- _Exercise details_
Quote everything in the passage on famous people who have recently died, from "In the days" down to "of their lives.", word for word.

- _Supplied passage_
========================================

It also made me think how much of Lebowitz’s life now — being on the road and being asked to constantly opine — must involve people asking her about people who are dead, either long (see: Warhol) or recent (see: Didion). In fact, my thesis was born out when someone stood up a little later to ask her about Stephen Sondheim, the superstar composer who left us at 91 in November. Surprisingly, Lebowitz never met Sondheim, though of course she did find a few things to opine about.
In the days since the talk, it has been weighing on me more. Thinking of all the celebrated people who have checked out recently, people who seemed to be an indelible part of the culture to me growing up — people like Didion and Sondheim, yes, but also Betty White and Cicely Tyson and Madeleine Albright and Sidney Poitier and André Leon Talley and I could go on — it almost seems like dying has come more into vogue. Which is absurd, of course. I am obviously noticing more people dying because I have danced on a longer horizon of time, and more people who have been part of the zeitgeist to me for decades — particularly being a news and culture junkie — are in the winter of their lives.

========================================

- _Material provided_
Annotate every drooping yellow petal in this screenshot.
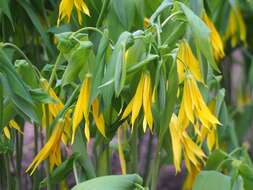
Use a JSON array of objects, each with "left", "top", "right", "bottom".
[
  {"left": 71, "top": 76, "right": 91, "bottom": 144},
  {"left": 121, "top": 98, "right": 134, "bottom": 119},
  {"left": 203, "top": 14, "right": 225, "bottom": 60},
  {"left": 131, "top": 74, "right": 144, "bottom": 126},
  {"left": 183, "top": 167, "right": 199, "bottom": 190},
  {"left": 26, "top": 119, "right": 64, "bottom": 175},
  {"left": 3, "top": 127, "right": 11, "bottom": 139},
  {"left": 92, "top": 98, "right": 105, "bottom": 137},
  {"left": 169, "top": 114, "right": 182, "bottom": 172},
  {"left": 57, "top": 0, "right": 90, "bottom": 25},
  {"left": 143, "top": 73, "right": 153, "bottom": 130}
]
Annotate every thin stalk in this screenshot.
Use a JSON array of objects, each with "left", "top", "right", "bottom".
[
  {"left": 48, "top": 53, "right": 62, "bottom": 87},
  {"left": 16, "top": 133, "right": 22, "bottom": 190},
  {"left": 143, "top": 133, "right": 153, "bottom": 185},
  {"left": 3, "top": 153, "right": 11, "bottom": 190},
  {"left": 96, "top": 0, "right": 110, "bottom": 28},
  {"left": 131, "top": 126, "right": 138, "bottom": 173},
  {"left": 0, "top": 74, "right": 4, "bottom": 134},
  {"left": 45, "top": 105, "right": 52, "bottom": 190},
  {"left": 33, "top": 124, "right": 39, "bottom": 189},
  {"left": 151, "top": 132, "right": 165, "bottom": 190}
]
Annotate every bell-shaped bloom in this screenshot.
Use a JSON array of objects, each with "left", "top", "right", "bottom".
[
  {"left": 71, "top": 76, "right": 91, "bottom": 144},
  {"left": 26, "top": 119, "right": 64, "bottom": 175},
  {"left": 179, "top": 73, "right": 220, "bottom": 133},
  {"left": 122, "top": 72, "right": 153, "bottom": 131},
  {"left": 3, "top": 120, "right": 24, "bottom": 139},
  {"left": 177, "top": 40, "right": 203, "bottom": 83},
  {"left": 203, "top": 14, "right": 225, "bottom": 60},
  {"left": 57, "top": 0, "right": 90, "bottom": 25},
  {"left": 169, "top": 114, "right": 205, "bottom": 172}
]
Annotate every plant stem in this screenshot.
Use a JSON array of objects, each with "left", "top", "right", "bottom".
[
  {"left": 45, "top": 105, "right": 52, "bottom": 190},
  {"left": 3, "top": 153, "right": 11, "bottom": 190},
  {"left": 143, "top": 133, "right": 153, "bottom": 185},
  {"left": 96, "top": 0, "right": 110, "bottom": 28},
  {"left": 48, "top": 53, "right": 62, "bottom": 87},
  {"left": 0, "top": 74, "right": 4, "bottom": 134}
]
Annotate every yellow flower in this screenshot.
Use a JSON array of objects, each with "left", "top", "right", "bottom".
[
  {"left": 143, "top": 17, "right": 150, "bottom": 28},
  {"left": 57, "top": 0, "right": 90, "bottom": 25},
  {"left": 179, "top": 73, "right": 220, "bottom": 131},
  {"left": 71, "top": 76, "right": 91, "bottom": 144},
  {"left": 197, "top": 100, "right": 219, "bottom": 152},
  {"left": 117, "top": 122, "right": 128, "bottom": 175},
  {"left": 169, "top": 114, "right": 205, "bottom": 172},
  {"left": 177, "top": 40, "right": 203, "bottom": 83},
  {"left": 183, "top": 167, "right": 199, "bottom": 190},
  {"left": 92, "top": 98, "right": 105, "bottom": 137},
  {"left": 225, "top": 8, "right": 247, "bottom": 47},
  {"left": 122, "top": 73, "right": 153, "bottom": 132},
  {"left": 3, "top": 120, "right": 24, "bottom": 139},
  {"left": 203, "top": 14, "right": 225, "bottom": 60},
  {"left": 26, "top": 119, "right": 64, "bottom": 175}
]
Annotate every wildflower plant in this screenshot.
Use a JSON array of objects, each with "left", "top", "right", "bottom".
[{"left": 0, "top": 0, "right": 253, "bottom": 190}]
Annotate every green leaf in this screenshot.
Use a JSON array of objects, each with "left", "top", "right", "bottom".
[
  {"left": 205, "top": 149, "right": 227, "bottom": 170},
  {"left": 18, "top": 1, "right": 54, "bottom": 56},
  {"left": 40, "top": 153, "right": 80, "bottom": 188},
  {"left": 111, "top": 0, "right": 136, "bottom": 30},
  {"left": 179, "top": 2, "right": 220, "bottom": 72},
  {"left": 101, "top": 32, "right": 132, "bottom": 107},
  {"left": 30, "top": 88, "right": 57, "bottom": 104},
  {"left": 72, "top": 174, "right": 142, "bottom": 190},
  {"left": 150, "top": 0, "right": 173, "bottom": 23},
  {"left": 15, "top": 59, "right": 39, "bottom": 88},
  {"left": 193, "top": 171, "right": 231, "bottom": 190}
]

========================================

- _Answer to this problem_
In the days since the talk, it has been weighing on me more. Thinking of all the celebrated people who have checked out recently, people who seemed to be an indelible part of the culture to me growing up — people like Didion and Sondheim, yes, but also Betty White and Cicely Tyson and Madeleine Albright and Sidney Poitier and André Leon Talley and I could go on — it almost seems like dying has come more into vogue. Which is absurd, of course. I am obviously noticing more people dying because I have danced on a longer horizon of time, and more people who have been part of the zeitgeist to me for decades — particularly being a news and culture junkie — are in the winter of their lives.